Records for the task |
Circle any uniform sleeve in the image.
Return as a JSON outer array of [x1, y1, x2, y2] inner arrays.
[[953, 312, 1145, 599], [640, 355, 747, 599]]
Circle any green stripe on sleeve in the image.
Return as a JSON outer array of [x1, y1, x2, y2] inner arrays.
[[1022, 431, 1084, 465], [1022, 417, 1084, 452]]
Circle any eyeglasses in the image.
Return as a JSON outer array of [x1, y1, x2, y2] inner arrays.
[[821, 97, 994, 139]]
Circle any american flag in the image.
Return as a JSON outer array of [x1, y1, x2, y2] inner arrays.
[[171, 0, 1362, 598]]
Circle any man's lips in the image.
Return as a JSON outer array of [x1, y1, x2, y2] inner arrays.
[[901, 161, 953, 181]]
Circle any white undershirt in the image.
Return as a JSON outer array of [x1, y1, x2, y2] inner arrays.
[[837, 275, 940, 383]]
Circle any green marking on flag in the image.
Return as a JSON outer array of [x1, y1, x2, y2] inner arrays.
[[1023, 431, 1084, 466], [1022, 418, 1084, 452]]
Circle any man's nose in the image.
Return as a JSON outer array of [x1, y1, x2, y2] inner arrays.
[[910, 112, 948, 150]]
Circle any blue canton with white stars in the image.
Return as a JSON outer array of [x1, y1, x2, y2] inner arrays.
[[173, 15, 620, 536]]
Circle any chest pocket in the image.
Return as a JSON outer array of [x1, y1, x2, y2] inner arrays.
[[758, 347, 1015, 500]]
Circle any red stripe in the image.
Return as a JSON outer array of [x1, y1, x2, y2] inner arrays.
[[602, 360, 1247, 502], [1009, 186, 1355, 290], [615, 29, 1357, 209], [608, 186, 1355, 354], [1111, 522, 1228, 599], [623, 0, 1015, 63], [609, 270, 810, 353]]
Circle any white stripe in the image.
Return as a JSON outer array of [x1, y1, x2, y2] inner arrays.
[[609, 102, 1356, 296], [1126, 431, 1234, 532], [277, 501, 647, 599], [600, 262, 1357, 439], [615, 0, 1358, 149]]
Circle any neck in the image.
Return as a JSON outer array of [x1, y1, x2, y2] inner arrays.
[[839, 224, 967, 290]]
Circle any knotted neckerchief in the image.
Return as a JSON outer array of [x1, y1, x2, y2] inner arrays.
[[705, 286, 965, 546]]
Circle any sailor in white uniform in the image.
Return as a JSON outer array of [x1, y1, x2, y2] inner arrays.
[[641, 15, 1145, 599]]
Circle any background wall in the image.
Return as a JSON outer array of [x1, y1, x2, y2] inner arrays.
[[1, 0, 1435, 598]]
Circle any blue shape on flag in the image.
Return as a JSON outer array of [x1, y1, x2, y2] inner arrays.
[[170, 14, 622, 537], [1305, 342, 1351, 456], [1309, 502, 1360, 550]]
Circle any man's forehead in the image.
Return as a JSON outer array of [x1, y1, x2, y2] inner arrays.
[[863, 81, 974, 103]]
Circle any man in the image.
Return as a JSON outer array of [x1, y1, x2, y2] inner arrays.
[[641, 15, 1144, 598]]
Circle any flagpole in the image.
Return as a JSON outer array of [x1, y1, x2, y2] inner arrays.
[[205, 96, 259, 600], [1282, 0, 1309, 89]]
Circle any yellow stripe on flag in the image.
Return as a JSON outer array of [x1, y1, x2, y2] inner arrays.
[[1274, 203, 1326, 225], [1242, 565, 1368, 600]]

Prompt | From the data above, gather every line that includes the word "green".

Result of this task |
Circle any green stripe on sleeve in the image.
Circle any green marking on flag in the image.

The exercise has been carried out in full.